[start Provided text]

Monday, February 24, 2014

Apple Walnut Pancakes

After staying in my sister's home for a month and making myself comfortable in her kitchen, I came away with the decision that I was ready for an electric griddle.  I'd avoided one mainly because they seem like such an awkward device to store and my cupboard space is limited.  But she sold me.  So I asked for one for my birthday and my husband pulled through.  We've been eating pancakes, bacon, eggs, grilled sandwiches, and quesadillas like kings!  Mainly, I love my new kitchen friend because I can cook whatever we're having in at least half the time it used to take me to feed my family of five, which means the time I'm standing in the kitchen versus the time I'm sitting at the table with my family has a much better ratio now!  So here are the pancakes I made last Saturday.  We lingered at the table, myself included, and ate the entire batch!

1 cup whole wheat flour
1 cup white flour
1 tsp. salt
2 tsp. baking powder
1 Tbsp. brown sugar
2 cups milk
2 eggs, well beaten
2 Tbsp. oil
1 cup diced or grated apples
1/2 cup chopped walnuts

Combine flours, salt, baking powder and brown sugar in a large bowl.  Set aside.

[end Provided text]
[start Supplied data]

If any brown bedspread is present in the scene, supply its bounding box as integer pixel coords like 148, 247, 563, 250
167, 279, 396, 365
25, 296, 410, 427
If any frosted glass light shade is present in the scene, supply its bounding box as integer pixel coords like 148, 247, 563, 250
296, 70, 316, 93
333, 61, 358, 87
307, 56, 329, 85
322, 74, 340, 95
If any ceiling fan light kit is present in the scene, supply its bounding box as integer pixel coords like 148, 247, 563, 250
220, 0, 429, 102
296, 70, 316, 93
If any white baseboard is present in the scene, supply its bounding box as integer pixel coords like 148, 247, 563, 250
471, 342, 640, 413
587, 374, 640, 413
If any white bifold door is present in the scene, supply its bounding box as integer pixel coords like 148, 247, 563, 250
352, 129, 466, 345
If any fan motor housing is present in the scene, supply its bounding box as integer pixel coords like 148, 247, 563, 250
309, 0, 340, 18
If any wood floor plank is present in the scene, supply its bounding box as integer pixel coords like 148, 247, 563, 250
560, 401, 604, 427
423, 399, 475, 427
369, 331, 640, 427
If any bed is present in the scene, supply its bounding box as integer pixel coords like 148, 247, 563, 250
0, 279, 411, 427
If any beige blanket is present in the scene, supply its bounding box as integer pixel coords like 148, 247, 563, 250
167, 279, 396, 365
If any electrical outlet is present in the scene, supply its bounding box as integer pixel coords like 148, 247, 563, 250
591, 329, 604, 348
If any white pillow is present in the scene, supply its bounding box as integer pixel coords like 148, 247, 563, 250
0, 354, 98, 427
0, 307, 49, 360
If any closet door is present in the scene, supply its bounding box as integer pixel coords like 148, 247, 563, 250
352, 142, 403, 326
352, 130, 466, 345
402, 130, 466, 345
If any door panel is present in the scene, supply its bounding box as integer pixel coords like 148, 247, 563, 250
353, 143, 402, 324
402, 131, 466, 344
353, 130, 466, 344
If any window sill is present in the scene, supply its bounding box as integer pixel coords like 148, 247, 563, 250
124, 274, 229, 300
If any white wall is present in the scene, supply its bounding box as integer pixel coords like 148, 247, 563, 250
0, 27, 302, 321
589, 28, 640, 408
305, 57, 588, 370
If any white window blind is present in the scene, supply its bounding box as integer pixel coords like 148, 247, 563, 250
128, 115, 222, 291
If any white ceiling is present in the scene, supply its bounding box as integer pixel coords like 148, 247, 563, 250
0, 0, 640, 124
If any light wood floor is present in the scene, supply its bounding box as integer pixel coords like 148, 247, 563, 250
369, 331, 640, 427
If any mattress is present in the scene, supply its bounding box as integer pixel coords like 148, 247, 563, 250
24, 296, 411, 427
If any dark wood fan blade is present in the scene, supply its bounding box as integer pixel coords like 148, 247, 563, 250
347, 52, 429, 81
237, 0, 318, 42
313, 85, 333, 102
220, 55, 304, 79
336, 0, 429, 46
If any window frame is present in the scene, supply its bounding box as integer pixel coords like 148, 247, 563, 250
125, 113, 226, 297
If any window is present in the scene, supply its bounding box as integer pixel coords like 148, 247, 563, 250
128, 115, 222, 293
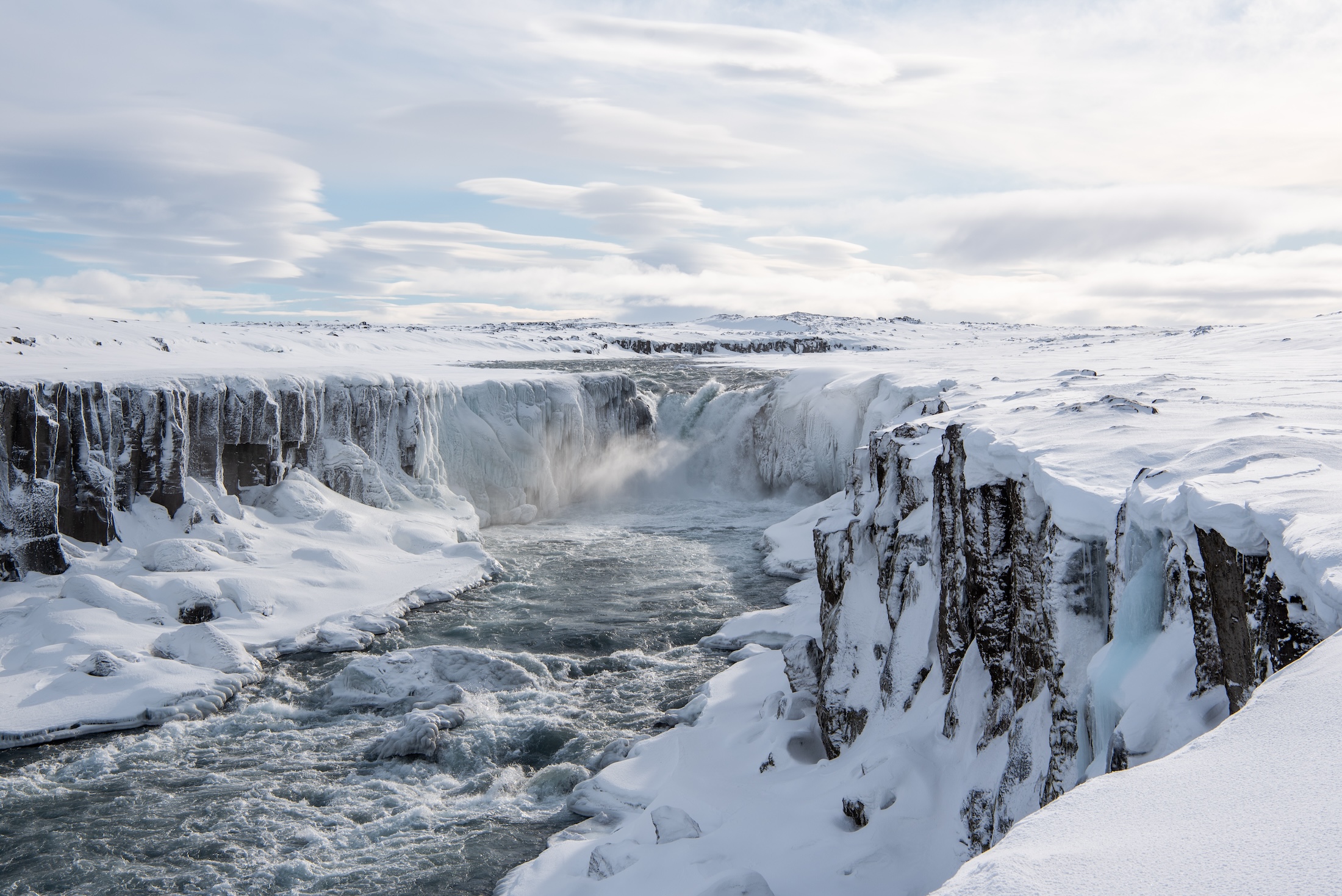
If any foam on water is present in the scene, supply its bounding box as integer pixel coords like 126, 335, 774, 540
0, 500, 793, 894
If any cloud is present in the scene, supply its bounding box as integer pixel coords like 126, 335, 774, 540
537, 15, 898, 87
539, 99, 796, 168
382, 96, 796, 169
749, 236, 867, 268
0, 109, 330, 282
459, 177, 753, 238
330, 221, 630, 254
0, 270, 278, 319
881, 185, 1342, 265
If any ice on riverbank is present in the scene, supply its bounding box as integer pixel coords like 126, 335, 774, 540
0, 472, 497, 746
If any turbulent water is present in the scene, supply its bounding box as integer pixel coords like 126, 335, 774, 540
0, 499, 794, 894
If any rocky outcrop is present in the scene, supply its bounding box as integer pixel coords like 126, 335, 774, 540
0, 375, 653, 578
1185, 528, 1321, 712
814, 424, 1322, 855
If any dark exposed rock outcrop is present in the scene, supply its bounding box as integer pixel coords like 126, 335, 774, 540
1188, 528, 1319, 712
814, 424, 1319, 855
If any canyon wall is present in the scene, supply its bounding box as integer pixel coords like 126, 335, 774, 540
798, 423, 1335, 856
0, 375, 653, 579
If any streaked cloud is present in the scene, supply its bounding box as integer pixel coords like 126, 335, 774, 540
0, 0, 1342, 323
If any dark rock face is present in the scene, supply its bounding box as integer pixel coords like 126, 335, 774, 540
798, 424, 1322, 855
0, 375, 653, 579
0, 386, 70, 581
1185, 528, 1319, 712
814, 424, 1108, 855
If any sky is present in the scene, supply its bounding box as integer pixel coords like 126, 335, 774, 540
0, 0, 1342, 326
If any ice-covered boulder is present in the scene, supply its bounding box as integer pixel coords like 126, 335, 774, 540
648, 806, 703, 844
330, 645, 538, 708
588, 840, 639, 880
60, 575, 168, 625
140, 538, 229, 573
367, 706, 465, 759
152, 622, 260, 679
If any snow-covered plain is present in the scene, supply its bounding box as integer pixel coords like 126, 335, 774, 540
0, 309, 1342, 896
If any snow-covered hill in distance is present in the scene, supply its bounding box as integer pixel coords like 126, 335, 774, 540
0, 304, 1342, 896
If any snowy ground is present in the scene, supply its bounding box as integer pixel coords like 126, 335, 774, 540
0, 308, 1342, 896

[end Supplied data]

Parts of the exercise –
**a.** From the apple walnut pancake post, return everything from "Apple Walnut Pancakes" down to "the entire batch!", copied word for word.
**b.** According to the apple walnut pancake post, what appliance did the writer ask for as a birthday present?
**c.** Sum up the apple walnut pancake post in two sentences.

The results –
**a.**
Apple Walnut Pancakes

After staying in my sister's home for a month and making myself comfortable in her kitchen, I came away with the decision that I was ready for an electric griddle.  I'd avoided one mainly because they seem like such an awkward device to store and my cupboard space is limited.  But she sold me.  So I asked for one for my birthday and my husband pulled through.  We've been eating pancakes, bacon, eggs, grilled sandwiches, and quesadillas like kings!  Mainly, I love my new kitchen friend because I can cook whatever we're having in at least half the time it used to take me to feed my family of five, which means the time I'm standing in the kitchen versus the time I'm sitting at the table with my family has a much better ratio now!  So here are the pancakes I made last Saturday.  We lingered at the table, myself included, and ate the entire batch!

**b.** An electric griddle.

**c.** After a month cooking in a sister's kitchen, the writer got an electric griddle for a birthday and now feeds a family of five in at least half the time. The post lists the ingredients for apple walnut pancakes made last Saturday, and its instructions begin by combining the flours, salt, baking powder and brown sugar in a large bowl.